*Document section:*
□ □ □ □
Why use the \(L_\infty\) norm? It measures the maximum deviation or “worst-case error.” A sequence of functions \(f_n\) converges to \(f\) in this norm (\(\Vert f_n - f \Vert_\infty \to 0\)) if and only if the convergence is uniform. Uniform convergence is a powerful property, ensuring that approximations are good “everywhere at once” and that properties like continuity are preserved in the limit.

3. Completeness: The Defining Feature of Banach Spaces

A norm induces a metric \(d(x,y) = \Vert x-y \Vert\), allowing us to define convergence and Cauchy sequences. As with Hilbert spaces, completeness is the crucial property that ensures our space has no “holes.”

Definition 3.1: Banach Space

A Banach space is a normed vector space that is complete with respect to the metric induced by its norm. This means every Cauchy sequence of vectors converges to a limit that is also within the space.

All Hilbert spaces are Banach spaces, but the converse is not true. The spaces defined by the norms we just explored are prime examples of Banach spaces that are not Hilbert spaces.

Key Examples of Banach Spaces

  • The \(L_p(\Omega)\) spaces: For any measure space \(\Omega\) and \(1 \le p \le \infty\), the space \(L_p(\Omega)\) of functions with a finite \(L_p\)-norm is a Banach space. The proof of this (part of the Riesz-Fischer theorem) is a cornerstone of modern analysis.
    • For \(p=2\), \(L_2(\Omega)\) is a Hilbert space.
    • For \(p \neq 2\), \(L_p(\Omega)\) is a Banach space but not a Hilbert space.
  • The space \(C(K)\)$: The space of all continuous functions on a compact set \(K\) (e.g., \([a,b]\)), equipped with the supremum norm \(\Vert f \Vert_\infty\), is a Banach space.

    Proof Sketch: Completeness of \(C(K)\)

    Let \((f_n)\) be a Cauchy sequence in \(C(K)\). The proof follows three steps:

    1. Define a candidate limit: For each point \(x \in K\), the sequence of numbers \((f_n(x))\) is Cauchy in \(\mathbb{R}\) (or \(\mathbb{C}\)), so it converges. We define our limit function as \(f(x) := \lim_{n \to \infty} f_n(x)\).
□ □ □ □
*Extracted records:*

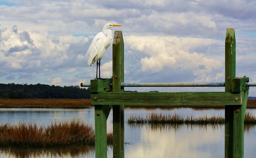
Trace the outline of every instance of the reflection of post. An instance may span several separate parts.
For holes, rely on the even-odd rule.
[[[234,29],[227,29],[225,54],[225,91],[240,93],[242,100],[241,105],[225,106],[225,157],[243,158],[244,125],[249,92],[249,87],[245,87],[245,83],[249,78],[235,78],[236,38]],[[238,101],[236,99],[235,100]]]
[[[113,44],[113,92],[123,91],[121,83],[124,81],[124,49],[121,31],[115,32]],[[124,105],[113,105],[113,157],[124,158]]]

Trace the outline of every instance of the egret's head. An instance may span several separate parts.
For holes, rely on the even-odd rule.
[[[116,24],[110,24],[108,23],[104,25],[104,27],[103,27],[103,30],[104,30],[104,29],[106,30],[109,28],[110,28],[110,27],[113,27],[121,26],[123,26],[123,25],[116,25]]]

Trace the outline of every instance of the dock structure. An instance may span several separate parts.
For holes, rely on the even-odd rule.
[[[113,43],[113,76],[92,80],[92,104],[95,106],[95,157],[107,158],[107,120],[113,110],[113,157],[124,157],[124,105],[225,105],[225,157],[243,158],[244,121],[249,86],[245,76],[236,76],[235,30],[227,29],[225,41],[225,82],[124,83],[124,42],[121,31],[115,32]],[[125,87],[225,87],[223,92],[124,92]]]

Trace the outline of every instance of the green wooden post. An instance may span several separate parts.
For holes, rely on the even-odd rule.
[[[121,83],[124,82],[124,49],[121,31],[115,31],[113,44],[112,91],[122,92]],[[124,158],[124,105],[113,105],[113,157]]]
[[[91,80],[91,92],[92,94],[99,92],[110,91],[109,83],[112,78],[105,80]],[[92,97],[91,96],[91,97]],[[97,97],[91,98],[93,100]],[[96,158],[107,158],[107,120],[111,109],[110,105],[95,105],[95,157]]]
[[[234,80],[236,78],[236,38],[234,29],[227,29],[225,62],[225,91],[239,93],[242,98],[241,105],[225,106],[225,157],[243,158],[244,122],[249,88],[240,90],[240,86],[243,86],[240,83],[243,81]],[[243,86],[244,87],[245,85]],[[238,89],[239,90],[237,90]]]

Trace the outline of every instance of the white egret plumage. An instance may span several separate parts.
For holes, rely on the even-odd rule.
[[[104,25],[102,32],[98,33],[93,38],[92,43],[86,53],[88,56],[88,65],[91,67],[95,61],[97,61],[96,78],[100,79],[100,59],[103,56],[106,49],[109,47],[112,40],[112,32],[108,29],[115,26],[120,26],[121,25],[108,23]],[[98,78],[98,65],[99,77]]]

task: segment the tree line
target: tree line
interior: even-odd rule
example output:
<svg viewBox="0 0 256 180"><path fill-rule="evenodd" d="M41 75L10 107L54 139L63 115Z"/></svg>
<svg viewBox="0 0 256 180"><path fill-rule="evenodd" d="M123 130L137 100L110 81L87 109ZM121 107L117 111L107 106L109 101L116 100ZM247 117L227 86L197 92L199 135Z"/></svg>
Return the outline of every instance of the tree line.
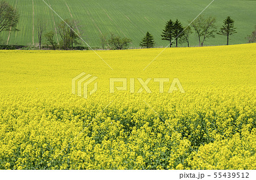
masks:
<svg viewBox="0 0 256 180"><path fill-rule="evenodd" d="M0 33L2 31L15 31L19 22L19 15L17 10L5 1L0 2ZM217 31L215 25L216 18L212 16L204 17L200 15L197 18L190 23L189 25L183 27L180 22L176 19L168 20L163 29L162 39L168 41L170 47L174 45L178 47L179 44L186 43L189 46L189 38L191 35L195 33L198 40L199 46L203 46L207 39L215 37L216 34L226 36L226 45L229 43L230 36L237 33L234 27L234 20L228 16L223 21L222 26ZM46 31L47 23L45 20L38 19L35 24L37 37L39 42L39 48L42 48L42 40L47 42L44 48L51 49L85 49L86 48L79 46L80 37L83 37L83 33L79 28L79 22L72 19L66 19L65 22L59 23L55 31ZM247 37L247 42L256 42L256 26L255 30L250 36ZM75 31L76 29L76 31ZM60 37L60 41L57 35ZM128 49L131 44L131 40L127 37L121 37L112 33L108 38L105 35L100 36L101 46L103 49L107 48L110 49ZM57 42L56 42L56 40ZM155 46L154 38L148 32L142 39L139 46L143 48L152 48ZM77 46L77 45L79 45Z"/></svg>

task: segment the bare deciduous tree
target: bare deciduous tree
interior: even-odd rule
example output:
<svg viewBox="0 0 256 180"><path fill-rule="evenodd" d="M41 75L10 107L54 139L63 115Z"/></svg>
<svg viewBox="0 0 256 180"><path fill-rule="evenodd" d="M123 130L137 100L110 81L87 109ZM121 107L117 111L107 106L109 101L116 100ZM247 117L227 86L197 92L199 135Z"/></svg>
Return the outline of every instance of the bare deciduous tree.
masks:
<svg viewBox="0 0 256 180"><path fill-rule="evenodd" d="M191 23L191 27L194 28L196 35L198 37L199 46L203 46L206 38L215 37L214 33L216 32L214 18L209 16L204 18L200 15Z"/></svg>
<svg viewBox="0 0 256 180"><path fill-rule="evenodd" d="M38 42L39 42L39 49L41 49L42 36L46 29L46 24L45 20L39 18L36 25L36 31L38 32Z"/></svg>
<svg viewBox="0 0 256 180"><path fill-rule="evenodd" d="M16 27L19 18L16 10L13 6L5 1L0 2L0 32L3 31L18 31Z"/></svg>

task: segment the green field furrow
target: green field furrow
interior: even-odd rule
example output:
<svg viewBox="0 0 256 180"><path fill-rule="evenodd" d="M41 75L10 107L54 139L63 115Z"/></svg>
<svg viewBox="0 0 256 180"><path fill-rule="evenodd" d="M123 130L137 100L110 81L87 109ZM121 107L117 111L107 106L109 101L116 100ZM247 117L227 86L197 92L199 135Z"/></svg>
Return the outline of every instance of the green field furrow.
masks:
<svg viewBox="0 0 256 180"><path fill-rule="evenodd" d="M7 1L15 6L16 0ZM79 29L82 32L84 40L92 46L101 45L101 33L109 36L113 33L131 38L132 46L138 47L141 38L148 31L154 36L156 46L160 47L168 44L168 42L161 40L160 36L167 21L178 19L186 26L188 21L194 19L211 1L48 0L46 2L63 19L71 19L71 13L73 19L80 22ZM34 0L34 20L38 18L45 19L47 31L55 31L49 8L42 0ZM216 0L203 14L216 17L218 29L223 20L230 16L235 20L238 33L231 36L230 43L242 44L246 42L245 37L253 31L256 24L255 7L255 1ZM32 0L18 1L16 7L20 15L18 25L20 31L11 33L9 44L31 45ZM53 16L57 25L61 19L55 14ZM9 33L9 32L1 33L2 44L6 44ZM225 37L216 35L215 38L207 40L205 45L223 45L225 40ZM197 45L195 35L192 35L191 41L192 46ZM35 44L38 42L36 37L34 37L34 41Z"/></svg>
□ □ □ □
*Exercise requirements:*
1. Transcribe the stretch of the section on Banach spaces from "Definition 3.1: Banach" through "not a Hilbert space.".
2. Answer these questions using the section on Banach spaces:
(a) What does the L∞ norm measure?
(b) For which value of p is L_p(Ω) a Hilbert space?
(c) How many steps does the proof sketch for the completeness of C(K) follow?
3. List every phrase that the section on Banach spaces places in quotation marks.

*Answers in order:*
1.
Definition 3.1: Banach Space

A Banach space is a normed vector space that is complete with respect to the metric induced by its norm. This means every Cauchy sequence of vectors converges to a limit that is also within the space.

All Hilbert spaces are Banach spaces, but the converse is not true. The spaces defined by the norms we just explored are prime examples of Banach spaces that are not Hilbert spaces.

Key Examples of Banach Spaces

  • The \(L_p(\Omega)\) spaces: For any measure space \(\Omega\) and \(1 \le p \le \infty\), the space \(L_p(\Omega)\) of functions with a finite \(L_p\)-norm is a Banach space. The proof of this (part of the Riesz-Fischer theorem) is a cornerstone of modern analysis.
    • For \(p=2\), \(L_2(\Omega)\) is a Hilbert space.
    • For \(p \neq 2\), \(L_p(\Omega)\) is a Banach space but not a Hilbert space.

2.
(a) It measures the maximum deviation, or "worst-case error."
(b) p = 2
(c) Three steps

3.
worst-case error
everywhere at once
holes